YOUR GOAL: Move every line of the records into your reply, starting at the line containing "Find every white background" and ending at the line containing "298,789,324,827", with the requests kept as they are. Add 43 to every number in the bounding box coordinates given as answers.

LISTING:
****************************************

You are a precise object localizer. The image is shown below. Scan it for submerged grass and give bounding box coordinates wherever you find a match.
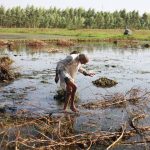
[0,28,150,40]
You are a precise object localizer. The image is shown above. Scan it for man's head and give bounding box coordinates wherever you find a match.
[79,54,89,64]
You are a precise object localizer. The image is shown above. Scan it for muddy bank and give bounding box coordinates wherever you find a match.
[0,57,20,83]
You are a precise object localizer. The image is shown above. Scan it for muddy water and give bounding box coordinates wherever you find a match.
[0,43,150,149]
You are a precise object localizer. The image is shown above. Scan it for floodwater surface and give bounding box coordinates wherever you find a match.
[0,43,150,149]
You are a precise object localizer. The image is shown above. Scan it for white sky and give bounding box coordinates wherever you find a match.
[0,0,150,14]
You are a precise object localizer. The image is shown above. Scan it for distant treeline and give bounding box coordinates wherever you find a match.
[0,5,150,29]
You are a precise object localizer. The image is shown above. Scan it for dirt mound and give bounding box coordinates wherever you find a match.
[92,77,118,88]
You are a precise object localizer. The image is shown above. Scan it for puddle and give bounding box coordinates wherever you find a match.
[0,44,150,149]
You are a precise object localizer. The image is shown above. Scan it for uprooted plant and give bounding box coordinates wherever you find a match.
[0,57,20,82]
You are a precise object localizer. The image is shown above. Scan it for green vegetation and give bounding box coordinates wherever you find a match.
[0,6,150,29]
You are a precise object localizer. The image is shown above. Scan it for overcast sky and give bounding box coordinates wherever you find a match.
[0,0,150,14]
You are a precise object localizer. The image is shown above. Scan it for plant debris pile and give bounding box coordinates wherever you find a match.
[27,40,47,47]
[0,57,20,82]
[92,77,118,88]
[0,89,150,150]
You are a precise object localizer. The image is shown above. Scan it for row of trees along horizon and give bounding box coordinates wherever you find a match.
[0,6,150,29]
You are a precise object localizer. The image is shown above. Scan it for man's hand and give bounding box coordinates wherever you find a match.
[55,76,59,83]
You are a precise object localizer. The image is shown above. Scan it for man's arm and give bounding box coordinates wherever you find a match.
[78,67,95,77]
[55,65,59,83]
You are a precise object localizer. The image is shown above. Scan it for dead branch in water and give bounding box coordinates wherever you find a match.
[82,89,150,109]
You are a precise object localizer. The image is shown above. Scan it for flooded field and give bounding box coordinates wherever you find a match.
[0,43,150,149]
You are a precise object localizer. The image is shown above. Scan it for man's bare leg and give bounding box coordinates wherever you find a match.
[70,84,78,112]
[64,84,72,111]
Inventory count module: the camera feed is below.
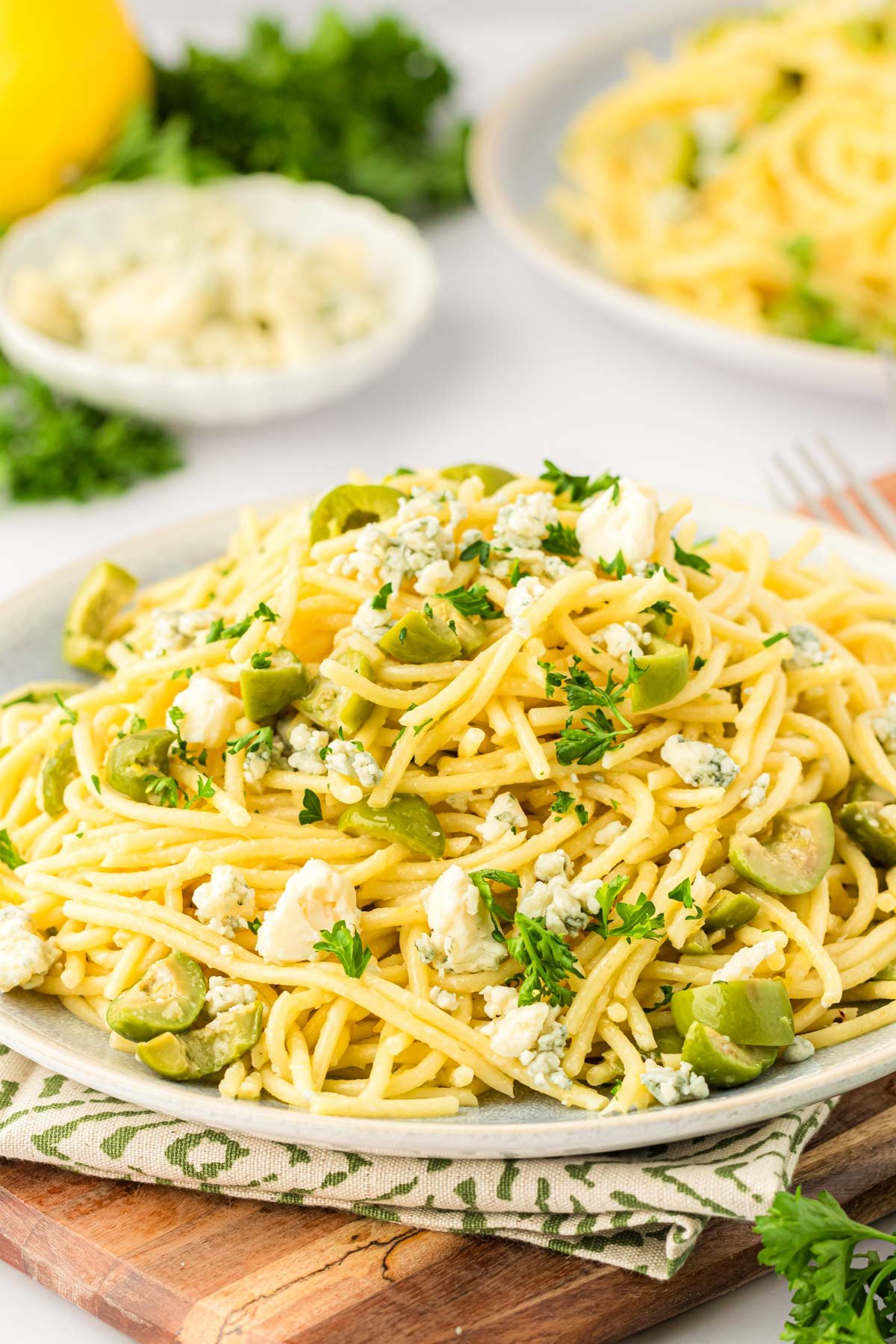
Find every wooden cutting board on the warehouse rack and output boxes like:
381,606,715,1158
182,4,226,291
0,1077,896,1344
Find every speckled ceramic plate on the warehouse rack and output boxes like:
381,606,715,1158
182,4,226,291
0,500,896,1157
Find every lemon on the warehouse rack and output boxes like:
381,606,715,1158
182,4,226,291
0,0,149,222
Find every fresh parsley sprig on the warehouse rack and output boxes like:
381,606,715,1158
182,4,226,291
314,919,372,980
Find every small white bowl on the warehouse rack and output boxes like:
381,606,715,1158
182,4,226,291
0,173,437,426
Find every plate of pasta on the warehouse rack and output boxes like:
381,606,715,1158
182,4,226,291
471,0,896,393
0,462,896,1156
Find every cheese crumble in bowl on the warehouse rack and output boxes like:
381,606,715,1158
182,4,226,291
0,173,435,425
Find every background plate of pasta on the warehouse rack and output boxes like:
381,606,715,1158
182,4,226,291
0,462,896,1156
471,0,896,393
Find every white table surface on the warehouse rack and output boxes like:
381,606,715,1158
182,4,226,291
0,0,896,1344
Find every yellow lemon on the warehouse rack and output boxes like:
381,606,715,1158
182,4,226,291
0,0,149,220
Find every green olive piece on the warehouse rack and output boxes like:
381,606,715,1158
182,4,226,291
239,649,311,723
62,561,137,676
106,951,208,1040
311,485,407,544
728,803,834,897
703,891,759,933
837,800,896,868
632,635,688,714
40,738,78,817
338,793,445,859
430,597,486,659
439,462,516,494
671,980,794,1045
681,1021,778,1087
298,649,376,738
137,998,262,1082
106,729,176,803
379,612,462,662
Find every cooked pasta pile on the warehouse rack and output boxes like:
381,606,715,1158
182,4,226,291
553,0,896,348
0,464,896,1117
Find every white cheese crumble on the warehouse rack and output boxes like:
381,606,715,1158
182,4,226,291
168,672,243,747
476,793,529,844
659,732,740,789
417,863,504,971
709,938,779,985
10,188,388,368
740,770,771,812
641,1059,709,1106
575,480,659,567
192,863,255,938
205,976,258,1018
0,906,57,993
504,575,548,640
785,625,830,668
255,859,361,961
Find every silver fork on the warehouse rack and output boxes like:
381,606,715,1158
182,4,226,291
771,435,896,548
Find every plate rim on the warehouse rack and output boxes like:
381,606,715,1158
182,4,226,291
0,488,896,1159
467,0,886,395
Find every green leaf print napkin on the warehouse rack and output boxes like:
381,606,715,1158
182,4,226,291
0,1045,834,1278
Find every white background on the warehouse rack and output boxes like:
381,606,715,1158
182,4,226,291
0,0,896,1344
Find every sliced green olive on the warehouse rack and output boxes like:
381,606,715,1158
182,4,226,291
430,597,485,659
239,649,311,723
40,738,78,817
671,980,794,1045
380,612,461,662
106,729,176,803
298,649,375,736
137,998,262,1082
728,803,834,897
837,800,896,868
632,635,688,714
62,561,137,676
106,951,208,1040
311,485,407,544
703,891,759,933
439,462,516,494
338,793,445,859
681,1021,778,1087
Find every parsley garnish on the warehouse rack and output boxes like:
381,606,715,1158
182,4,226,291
541,523,582,555
371,583,392,612
672,536,709,574
0,827,24,868
314,919,371,980
437,583,503,621
298,789,324,827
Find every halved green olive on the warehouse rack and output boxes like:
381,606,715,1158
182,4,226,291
311,485,407,544
338,793,445,859
106,729,176,803
40,738,78,817
703,891,759,933
728,803,834,897
837,790,896,868
62,561,137,676
671,980,794,1045
681,1021,778,1087
137,998,262,1082
106,951,208,1040
439,462,516,494
632,635,688,714
298,649,375,736
380,612,462,662
430,597,485,659
239,649,311,723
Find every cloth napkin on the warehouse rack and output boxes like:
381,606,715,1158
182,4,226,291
0,1045,834,1280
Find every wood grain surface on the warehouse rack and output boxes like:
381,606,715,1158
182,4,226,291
0,1077,896,1344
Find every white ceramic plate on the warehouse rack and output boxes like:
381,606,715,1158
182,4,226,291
0,173,437,426
0,492,896,1157
470,0,884,395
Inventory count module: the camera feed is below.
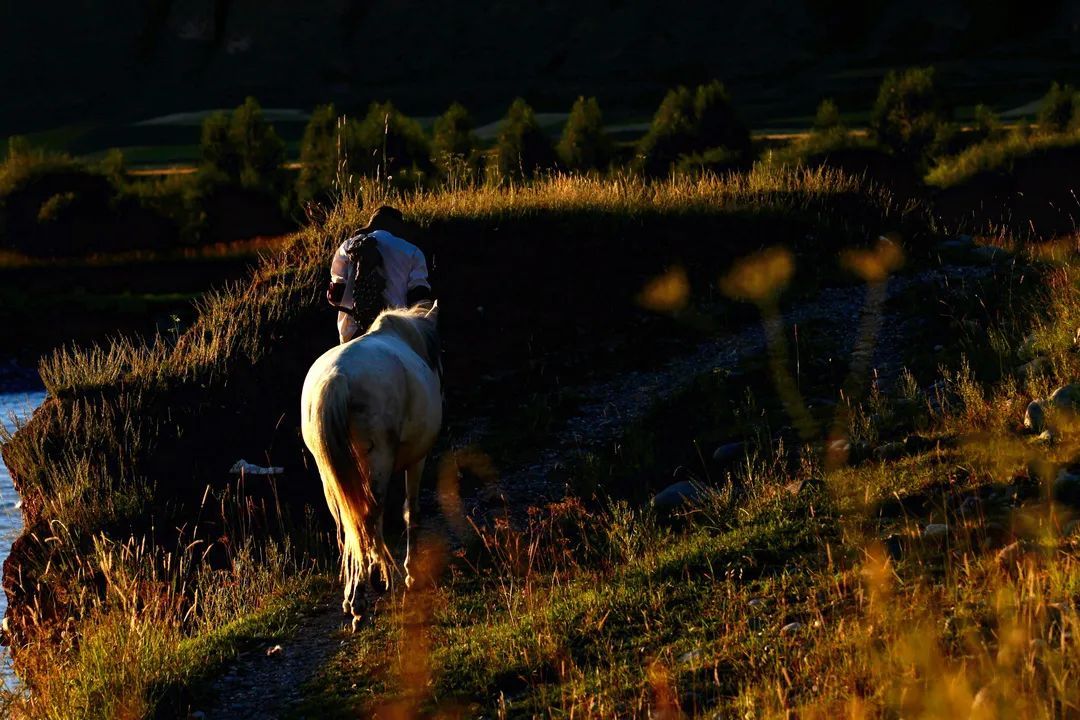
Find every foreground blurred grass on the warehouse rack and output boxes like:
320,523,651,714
300,240,1080,718
4,169,1002,718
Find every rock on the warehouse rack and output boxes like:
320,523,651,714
1050,382,1080,412
882,532,904,561
1024,400,1047,433
713,443,746,466
1016,357,1050,380
995,540,1024,570
678,650,701,665
229,458,285,475
651,480,703,514
937,235,975,262
874,443,904,462
969,685,998,720
904,435,937,454
1054,468,1080,505
922,522,948,540
970,245,1009,264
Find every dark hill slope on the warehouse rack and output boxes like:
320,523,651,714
0,0,1080,135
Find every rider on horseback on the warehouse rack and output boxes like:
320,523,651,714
326,205,431,342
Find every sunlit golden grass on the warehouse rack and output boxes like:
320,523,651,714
926,132,1080,188
9,166,1080,718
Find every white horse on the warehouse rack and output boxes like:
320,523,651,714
300,304,443,622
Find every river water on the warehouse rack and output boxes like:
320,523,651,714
0,390,45,689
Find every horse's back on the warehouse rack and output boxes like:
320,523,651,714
303,335,443,462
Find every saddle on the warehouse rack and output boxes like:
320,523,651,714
346,235,387,332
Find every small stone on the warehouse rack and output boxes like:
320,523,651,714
651,480,702,513
678,650,701,664
922,522,948,540
996,540,1024,570
960,495,983,516
971,245,1009,264
904,435,936,454
1024,400,1047,433
1054,468,1080,505
883,533,904,561
874,443,904,462
1016,357,1050,379
713,443,746,466
971,685,997,718
1050,382,1080,412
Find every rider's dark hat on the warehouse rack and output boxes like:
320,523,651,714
360,205,414,235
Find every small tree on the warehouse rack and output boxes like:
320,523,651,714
693,80,751,159
345,101,431,182
431,103,476,176
636,85,697,175
201,97,285,192
496,97,555,181
229,96,285,191
813,98,843,133
1038,82,1077,133
199,111,241,179
870,68,945,163
971,103,1001,142
296,104,339,203
556,97,611,172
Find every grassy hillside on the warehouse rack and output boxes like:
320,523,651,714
3,171,931,715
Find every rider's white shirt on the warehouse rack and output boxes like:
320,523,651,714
330,230,431,342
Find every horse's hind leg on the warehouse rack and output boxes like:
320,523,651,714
402,458,424,587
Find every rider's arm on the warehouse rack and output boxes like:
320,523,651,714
326,241,349,305
405,248,431,305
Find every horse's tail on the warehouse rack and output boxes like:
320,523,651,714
302,372,381,611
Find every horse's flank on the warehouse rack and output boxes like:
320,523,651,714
357,302,442,372
300,305,442,613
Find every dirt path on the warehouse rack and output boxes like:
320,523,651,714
202,255,991,720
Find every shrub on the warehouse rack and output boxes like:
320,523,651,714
813,98,843,133
971,104,1001,142
199,110,241,179
496,97,555,181
556,97,611,172
636,80,751,175
229,97,285,192
870,68,945,164
343,101,431,186
693,80,751,160
296,104,340,203
675,148,742,175
431,103,476,183
1038,82,1077,133
200,97,285,192
637,85,697,175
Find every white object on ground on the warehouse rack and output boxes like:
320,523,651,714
229,458,285,475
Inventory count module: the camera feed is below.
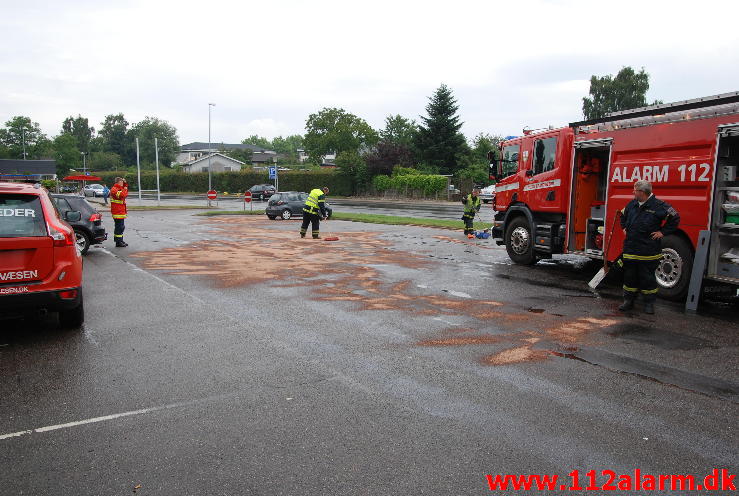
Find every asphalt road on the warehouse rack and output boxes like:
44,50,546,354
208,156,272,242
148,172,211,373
0,210,739,495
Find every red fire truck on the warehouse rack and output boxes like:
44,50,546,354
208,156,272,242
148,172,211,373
491,92,739,300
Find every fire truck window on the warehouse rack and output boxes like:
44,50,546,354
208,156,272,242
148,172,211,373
534,138,557,175
500,145,520,177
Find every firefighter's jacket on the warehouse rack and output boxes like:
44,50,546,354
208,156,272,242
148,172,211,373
462,193,480,219
110,183,128,219
621,195,680,260
303,188,326,217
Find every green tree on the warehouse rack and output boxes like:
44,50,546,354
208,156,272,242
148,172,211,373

****************************************

TASK ANSWER:
Find every white background on the warehouse rack and output boxes like:
381,606,715,1158
182,4,226,291
43,43,939,1387
Find every sliced green olive on the warehouse rack and output boxes like:
381,606,715,1158
182,4,226,291
473,640,528,702
282,692,354,766
83,781,121,860
714,1023,837,1088
423,655,504,705
149,772,219,846
341,692,418,779
180,1041,305,1125
771,846,877,940
880,843,939,911
675,678,731,757
105,604,180,719
149,994,251,1083
354,528,450,587
746,934,802,976
482,505,559,537
381,836,488,902
724,1064,821,1130
Find every parsley garnish on the warehouse rack and output boxes like:
381,606,715,1158
182,4,226,291
584,566,625,598
414,626,435,655
715,579,752,617
43,870,67,911
357,962,414,1023
480,626,546,664
341,832,367,870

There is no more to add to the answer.